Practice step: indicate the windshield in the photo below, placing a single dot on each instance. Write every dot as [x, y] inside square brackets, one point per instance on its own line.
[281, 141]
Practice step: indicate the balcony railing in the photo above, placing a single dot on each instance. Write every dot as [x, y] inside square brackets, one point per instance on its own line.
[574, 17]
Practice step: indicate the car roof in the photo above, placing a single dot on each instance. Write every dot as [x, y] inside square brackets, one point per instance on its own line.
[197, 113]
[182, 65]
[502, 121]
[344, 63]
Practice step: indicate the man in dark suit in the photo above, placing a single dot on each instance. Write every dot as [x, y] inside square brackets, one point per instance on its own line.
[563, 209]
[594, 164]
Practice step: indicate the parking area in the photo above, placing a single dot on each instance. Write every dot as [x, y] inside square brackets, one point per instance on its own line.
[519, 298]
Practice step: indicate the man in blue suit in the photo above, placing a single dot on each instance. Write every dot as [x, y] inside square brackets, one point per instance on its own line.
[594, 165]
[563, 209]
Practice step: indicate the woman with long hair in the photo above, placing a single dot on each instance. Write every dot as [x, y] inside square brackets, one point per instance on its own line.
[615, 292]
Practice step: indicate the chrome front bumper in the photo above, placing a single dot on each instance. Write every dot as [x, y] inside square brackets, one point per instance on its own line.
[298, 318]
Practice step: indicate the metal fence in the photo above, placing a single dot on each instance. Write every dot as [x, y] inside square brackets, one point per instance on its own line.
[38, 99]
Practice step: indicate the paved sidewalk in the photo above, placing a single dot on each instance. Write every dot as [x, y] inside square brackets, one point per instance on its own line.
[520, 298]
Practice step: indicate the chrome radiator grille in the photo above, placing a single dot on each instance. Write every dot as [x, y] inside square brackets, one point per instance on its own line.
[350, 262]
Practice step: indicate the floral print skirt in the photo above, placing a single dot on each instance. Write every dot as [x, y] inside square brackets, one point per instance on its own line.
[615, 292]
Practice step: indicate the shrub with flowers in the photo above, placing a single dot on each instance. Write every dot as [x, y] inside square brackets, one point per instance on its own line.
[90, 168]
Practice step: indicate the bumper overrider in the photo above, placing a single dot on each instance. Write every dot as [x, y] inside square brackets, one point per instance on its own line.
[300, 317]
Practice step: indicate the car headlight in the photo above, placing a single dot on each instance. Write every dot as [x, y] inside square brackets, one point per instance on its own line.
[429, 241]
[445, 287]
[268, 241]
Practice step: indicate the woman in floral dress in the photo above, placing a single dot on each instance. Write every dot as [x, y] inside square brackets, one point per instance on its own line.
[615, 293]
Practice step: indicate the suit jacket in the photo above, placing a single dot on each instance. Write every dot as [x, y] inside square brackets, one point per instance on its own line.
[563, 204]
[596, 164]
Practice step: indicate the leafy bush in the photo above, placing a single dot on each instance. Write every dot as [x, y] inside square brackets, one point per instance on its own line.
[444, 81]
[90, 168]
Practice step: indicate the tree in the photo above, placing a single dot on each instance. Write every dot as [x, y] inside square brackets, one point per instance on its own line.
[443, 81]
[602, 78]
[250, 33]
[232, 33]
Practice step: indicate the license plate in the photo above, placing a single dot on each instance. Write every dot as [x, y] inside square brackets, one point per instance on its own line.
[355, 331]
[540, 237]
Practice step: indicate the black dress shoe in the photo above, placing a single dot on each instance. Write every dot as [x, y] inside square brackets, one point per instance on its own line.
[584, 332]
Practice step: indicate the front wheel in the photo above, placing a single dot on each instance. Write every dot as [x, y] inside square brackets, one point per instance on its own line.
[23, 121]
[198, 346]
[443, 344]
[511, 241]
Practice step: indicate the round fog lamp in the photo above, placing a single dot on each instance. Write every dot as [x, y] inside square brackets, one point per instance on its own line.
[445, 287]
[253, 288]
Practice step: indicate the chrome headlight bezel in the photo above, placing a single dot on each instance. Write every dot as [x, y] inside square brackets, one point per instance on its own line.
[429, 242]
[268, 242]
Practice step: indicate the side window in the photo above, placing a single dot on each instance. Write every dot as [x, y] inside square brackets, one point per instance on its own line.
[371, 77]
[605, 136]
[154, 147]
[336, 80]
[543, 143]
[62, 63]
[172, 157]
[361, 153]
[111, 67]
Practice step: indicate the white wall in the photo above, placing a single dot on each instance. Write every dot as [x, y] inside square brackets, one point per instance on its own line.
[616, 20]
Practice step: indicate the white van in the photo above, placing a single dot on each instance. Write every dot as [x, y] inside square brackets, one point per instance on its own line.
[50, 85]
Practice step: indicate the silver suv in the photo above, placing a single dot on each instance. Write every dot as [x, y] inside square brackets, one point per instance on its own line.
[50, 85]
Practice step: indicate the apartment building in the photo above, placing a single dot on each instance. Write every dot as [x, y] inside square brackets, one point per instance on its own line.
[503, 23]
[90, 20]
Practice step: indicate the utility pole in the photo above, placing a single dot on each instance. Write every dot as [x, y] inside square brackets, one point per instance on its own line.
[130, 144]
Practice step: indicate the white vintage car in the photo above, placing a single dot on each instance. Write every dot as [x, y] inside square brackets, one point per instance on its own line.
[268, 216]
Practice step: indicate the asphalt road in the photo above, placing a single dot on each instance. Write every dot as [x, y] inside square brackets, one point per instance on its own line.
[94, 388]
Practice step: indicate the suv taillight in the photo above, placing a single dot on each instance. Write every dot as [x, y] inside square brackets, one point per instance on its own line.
-=-=-=-=-
▶ WHAT IS REQUIRED: Output the full listing exactly as it stands.

▶ TASK ANSWER:
Practice step: indicate the windshield in the photo below, placing a single dot on each instance. Write every dot as [x, y] inside square brackets, one point per instance on its own line.
[281, 141]
Practice step: indicate the balcony railing in the photo above, placing a single dot on each instance. Write every dot as [x, y] inside square brackets, one point per instance on its own line.
[574, 17]
Practice step: indicate the car roof in the photo above, placing a single dot on each instance. Write every dot as [x, y] inside square brackets, one point per instance on its own line.
[197, 113]
[182, 65]
[502, 121]
[344, 63]
Practice step: indicate the man in dark suit in the photo above, placing a single dot on each instance. Write every dot as [x, y] inside square brackets, one point per instance on its own line.
[563, 209]
[594, 164]
Practice step: indicate the parking area in the photo above, placing a single dot on each instance. Write every dot as [x, y] inside square brackets, one point per instance on its own line.
[519, 298]
Practice step: indicate the man in blue suit in the photo above, placing a single dot on each instance. Write every dot as [x, y] inside square brackets, one point per instance on its own line.
[594, 165]
[563, 209]
Practice step: indicate the woman with long hair in the photo above, placing a single dot on each instance. Write every dot as [x, y] inside square brackets, one point per instance on its own line.
[615, 292]
Practice step: indicate the chrome front bumper in the photo above, placing a single dot on each instance. Write every dot as [x, y] inside square brackets, one point per instance on its own line.
[298, 318]
Practice step: indicate the metal fence in the photo above, placing a single dot on each instance. Write every dot as [x, y] inside square brackets, one point per instance on its own line.
[38, 99]
Practice step: indicate the paved sidewalk in the photo above, placing a single dot on each instance. Write every dot as [x, y] inside square brackets, one point per instance on its own line.
[520, 298]
Practice step: indicate the chrome radiator grille in the photo above, placing a single dot on each instance. Write every dot as [x, y] inside square brackets, one point per instance on its own line.
[350, 262]
Practice step: indicate the floral print skirt in the photo above, placing a single dot on each instance. Write every dot as [x, y] inside square brackets, one point per instance on its own line.
[615, 292]
Practice step: indicate the shrub with flowers in the photo above, placing a single dot on each instance. Write every dot as [x, y] inside square brackets, one point per instance on its own line.
[90, 168]
Practice step: indicate the bumper overrider in the photo above, placing a single dot on each instance. Write every dot as [x, y] inside square brackets, one point per instance on its own line.
[300, 317]
Practice step: indicate the car headlight in the photo above, placing a single dot on each instance. Write every dot as [x, y] inside square brackets, one point per instance on its own line.
[429, 241]
[445, 287]
[268, 241]
Practice step: indicate the woman in floral dress in the photo above, placing a single dot on each instance. Write every dot as [x, y] inside square brackets, one point per instance on its own line.
[615, 293]
Practice step: indicate the suit jacket in the photo above, placing a single dot on each instance. Write every dot as [x, y] inside square brackets, one point per instance on its own line.
[563, 204]
[596, 164]
Practice step: indicate the leafy bush in the photo above, placing a single dot on each instance. Write every dot as [x, y] inside square brackets, one point per instance on its own line.
[444, 81]
[90, 168]
Practice step: indicate the tree in the photo above, placing a single dot on each instance. Write every dot as [x, y] inside square brackets, one point per instance on its own line.
[443, 81]
[602, 78]
[250, 33]
[232, 33]
Practice step: indicate the license plate in the photo above, placing a single dot on each instance. Write every dot as [x, y] inside square brackets, one point per instance on its own line.
[355, 331]
[540, 237]
Practice step: indicate the black dress shoe in the photo above, placing a single dot on each instance. Write every dot as [x, y] inside square brackets, one point per instance on its own line.
[584, 332]
Practice step: indicate the front wheel in the photo above, placing a single dot on each instance. Write every dot as [x, y] inside square brackets, one point per instance on its own line.
[23, 121]
[198, 346]
[443, 344]
[511, 241]
Practice step: indicate the round fog lamp in the photo above, placing a single dot on each instance. Write every dot as [x, y] inside square brackets, one point per instance on its own line.
[445, 287]
[253, 288]
Practice step: indicate the chrome headlight bezel in the photo above, placing a single dot on each instance. Write every dot as [x, y] inside square brackets, one point per instance on its own line.
[429, 242]
[268, 242]
Practice step: indicate the side window in the photo above, placing a single dot on each instance. Write every dot as [x, y] inside square brackets, one point per instance on its own line.
[371, 77]
[605, 136]
[154, 147]
[336, 80]
[543, 143]
[62, 63]
[172, 157]
[361, 153]
[111, 67]
Practice step: indicate the white wall in the photo above, placing a single dot on each instance. Write every dot as [x, y] inside square brackets, one point per instance on its own line.
[616, 20]
Practice step: indicate the white van in the photo above, placing a single dot on each instance. Write every dot as [x, y] inside square brackets, one point per instance on its own line.
[50, 85]
Practice step: indicate the silver suv in the photo above, placing a single dot on each instance. Write every dot as [x, y] inside square brackets, one point per instance on its own line.
[50, 85]
Practice step: indicate the apartment building in the photo above, placing a single dot on each instance. Write every dot as [x, y] inside square brackets, one point per instance on its own line.
[503, 23]
[90, 20]
Practice step: indicate the utility pole in the photo above, placing a single dot on each instance. Write every dot as [x, y] inside square brackets, one point per instance on its own line.
[130, 144]
Practice step: indicate the white vintage car in the photo above, placing a single dot on each instance. Write every dot as [x, y] inside square brackets, one point per instance on its own line.
[268, 216]
Practice step: indicate the asphalt road in the photo above, placing a single dot on each instance. Write every dot as [x, y] inside square brackets, one point per instance on its own line.
[94, 388]
Practice step: indicate the suv taillight in the photo above, placing a single dot on each instance. Write every dot as [x, y] inside square brackets, one point per instance on its own line.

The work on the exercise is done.